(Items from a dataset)
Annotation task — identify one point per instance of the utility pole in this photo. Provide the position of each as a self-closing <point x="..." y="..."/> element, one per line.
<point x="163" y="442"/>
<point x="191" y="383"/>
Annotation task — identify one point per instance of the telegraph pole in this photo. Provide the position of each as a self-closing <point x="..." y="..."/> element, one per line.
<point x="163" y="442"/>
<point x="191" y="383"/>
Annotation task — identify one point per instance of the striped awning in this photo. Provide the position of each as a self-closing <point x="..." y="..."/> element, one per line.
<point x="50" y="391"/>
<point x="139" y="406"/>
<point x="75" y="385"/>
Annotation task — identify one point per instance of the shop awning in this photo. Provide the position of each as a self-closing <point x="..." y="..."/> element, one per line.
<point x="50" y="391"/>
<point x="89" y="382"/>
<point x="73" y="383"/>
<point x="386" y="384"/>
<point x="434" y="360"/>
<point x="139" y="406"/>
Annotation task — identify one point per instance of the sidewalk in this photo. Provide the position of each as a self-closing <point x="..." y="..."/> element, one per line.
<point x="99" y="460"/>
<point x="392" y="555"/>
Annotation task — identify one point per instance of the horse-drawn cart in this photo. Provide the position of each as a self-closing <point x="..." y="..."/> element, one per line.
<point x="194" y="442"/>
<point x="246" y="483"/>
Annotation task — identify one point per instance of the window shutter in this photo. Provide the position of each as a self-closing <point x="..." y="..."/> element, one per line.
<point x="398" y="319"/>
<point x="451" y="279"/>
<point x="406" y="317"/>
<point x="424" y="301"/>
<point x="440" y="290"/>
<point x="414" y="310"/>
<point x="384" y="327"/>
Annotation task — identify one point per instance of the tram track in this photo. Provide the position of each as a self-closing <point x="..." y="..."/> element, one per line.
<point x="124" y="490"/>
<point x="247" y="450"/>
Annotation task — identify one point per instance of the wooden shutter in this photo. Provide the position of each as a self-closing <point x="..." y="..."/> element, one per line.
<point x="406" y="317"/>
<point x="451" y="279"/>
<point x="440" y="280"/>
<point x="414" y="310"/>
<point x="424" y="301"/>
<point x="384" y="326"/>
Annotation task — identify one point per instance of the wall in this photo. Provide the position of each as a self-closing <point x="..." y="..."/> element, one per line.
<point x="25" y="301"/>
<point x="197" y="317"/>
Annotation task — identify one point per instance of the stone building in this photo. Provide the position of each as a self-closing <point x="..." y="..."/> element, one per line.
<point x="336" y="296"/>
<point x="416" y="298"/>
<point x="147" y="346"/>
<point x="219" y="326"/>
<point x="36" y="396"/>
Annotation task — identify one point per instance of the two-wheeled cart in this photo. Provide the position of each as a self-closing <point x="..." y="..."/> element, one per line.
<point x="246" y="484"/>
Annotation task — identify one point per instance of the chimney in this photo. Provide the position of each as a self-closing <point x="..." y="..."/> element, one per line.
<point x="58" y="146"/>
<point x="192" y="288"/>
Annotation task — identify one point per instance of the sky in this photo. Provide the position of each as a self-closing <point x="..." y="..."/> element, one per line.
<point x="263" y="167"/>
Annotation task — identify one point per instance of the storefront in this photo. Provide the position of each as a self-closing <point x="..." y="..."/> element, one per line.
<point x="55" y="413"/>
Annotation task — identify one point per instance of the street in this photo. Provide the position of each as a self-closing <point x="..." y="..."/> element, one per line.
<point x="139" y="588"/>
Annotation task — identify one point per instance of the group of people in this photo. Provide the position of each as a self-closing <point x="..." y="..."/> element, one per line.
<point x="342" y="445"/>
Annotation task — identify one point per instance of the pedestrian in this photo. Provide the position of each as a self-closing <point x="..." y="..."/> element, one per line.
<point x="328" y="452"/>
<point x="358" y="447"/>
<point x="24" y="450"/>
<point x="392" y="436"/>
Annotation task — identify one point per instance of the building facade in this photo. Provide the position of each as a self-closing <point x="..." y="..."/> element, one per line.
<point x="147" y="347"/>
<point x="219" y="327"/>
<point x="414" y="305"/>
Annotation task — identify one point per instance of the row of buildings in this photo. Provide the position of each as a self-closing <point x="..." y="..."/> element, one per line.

# [About this exercise]
Set down every record above exactly as given.

# [Response box]
Annotation task — identify one point per instance of the utility pole in this photo. Provide the position of each as a self-closing <point x="..." y="..."/> element, one per line.
<point x="163" y="442"/>
<point x="191" y="383"/>
Annotation task — identify one point per instance of the telegraph pole in this photo. Provide the position of each as a self-closing <point x="..." y="..."/> element, one per line.
<point x="163" y="442"/>
<point x="191" y="383"/>
Annotation task — identify one point per instance of the striped awning in this photo. Provide the position of each as a self-closing <point x="..." y="..."/> element, one per line.
<point x="50" y="391"/>
<point x="139" y="406"/>
<point x="75" y="385"/>
Annotation task — identify one point per instance of the shop awning in this photo. Provide the position of each as a self-closing <point x="..." y="..."/> element, one per line.
<point x="50" y="391"/>
<point x="89" y="382"/>
<point x="73" y="383"/>
<point x="386" y="384"/>
<point x="434" y="360"/>
<point x="139" y="406"/>
Annotation task — identify one point per instance of the sidewalk in this photo. Provide the position of each as a self-closing <point x="..." y="..."/> element, one per line.
<point x="99" y="460"/>
<point x="392" y="555"/>
Annotation task — identify one point per instance of the horse-drawn cart in this photo. Provide the position of each as a self-closing <point x="..." y="..."/> element, one per line.
<point x="194" y="442"/>
<point x="246" y="483"/>
Annotation task — identify one point per instance of the window shutter in this photo. Provide the position of each as a self-closing <point x="..." y="..."/> element, one per line.
<point x="398" y="319"/>
<point x="451" y="279"/>
<point x="406" y="317"/>
<point x="424" y="301"/>
<point x="440" y="290"/>
<point x="414" y="310"/>
<point x="384" y="327"/>
Annotation task — identify one point per instance of the tram track in this photo. Provide the position of each as a self-closing <point x="..." y="..."/> element, one per line.
<point x="124" y="490"/>
<point x="247" y="450"/>
Annotation task — identify one point per instance of the wooden shutter in this photo. Provide the position of each as a self-closing <point x="..." y="..."/> element, one per line.
<point x="406" y="317"/>
<point x="451" y="279"/>
<point x="440" y="280"/>
<point x="414" y="310"/>
<point x="424" y="301"/>
<point x="384" y="326"/>
Annotation task — identify one point per instance of the wall in this photo. Provide the position of each as a self-closing <point x="..." y="..."/> element, one per line.
<point x="25" y="301"/>
<point x="197" y="317"/>
Annotation task — identify one point per instance of the stone building in this photo. Provide the position of each as a self-closing <point x="..." y="..."/> element, one per line.
<point x="336" y="296"/>
<point x="416" y="298"/>
<point x="147" y="346"/>
<point x="219" y="326"/>
<point x="36" y="396"/>
Annotation task — identify one point per instance of the two-wheeled cart in this photo. Provide the position of each as a self-closing <point x="..." y="..."/> element, one per line.
<point x="246" y="484"/>
Annotation task — identify one point per instance of the chimney in this photo. Provide the position of each as a self-closing <point x="..." y="..."/> element, one per line.
<point x="58" y="146"/>
<point x="192" y="288"/>
Annotation task — identify one point per instance of the sky in this photo. Provide the position of each as a self-closing <point x="..." y="..."/> element, one per line.
<point x="263" y="167"/>
Annotation task — identify one point per instance of the storefront in this photo. Provide the position of each as a self-closing <point x="..." y="..."/> element, one per line.
<point x="55" y="413"/>
Annotation task — identify one point per instance of the street in this photo. Provide the position of each as a self-closing <point x="..." y="..."/> element, one per line.
<point x="139" y="588"/>
Annotation task — identify one point per instance of the group of people in this photo. Provide the position of each as a self-closing <point x="..." y="..."/> element, one per line.
<point x="342" y="445"/>
Annotation task — identify one point per instance of the pedestrian in this photo. Provide the position of each as a self-closing <point x="..." y="..."/> element, one per line.
<point x="328" y="452"/>
<point x="358" y="447"/>
<point x="24" y="450"/>
<point x="392" y="436"/>
Annotation task — identify one point per instance of the building facade in this photo. Provide the position of each as a self-closing <point x="..." y="..."/> element, one per line.
<point x="147" y="347"/>
<point x="219" y="327"/>
<point x="414" y="305"/>
Annotation task — identify one point per instance of the row of buildings in this photo. Provide the position of each as a self-closing <point x="..." y="..."/> element, one per line.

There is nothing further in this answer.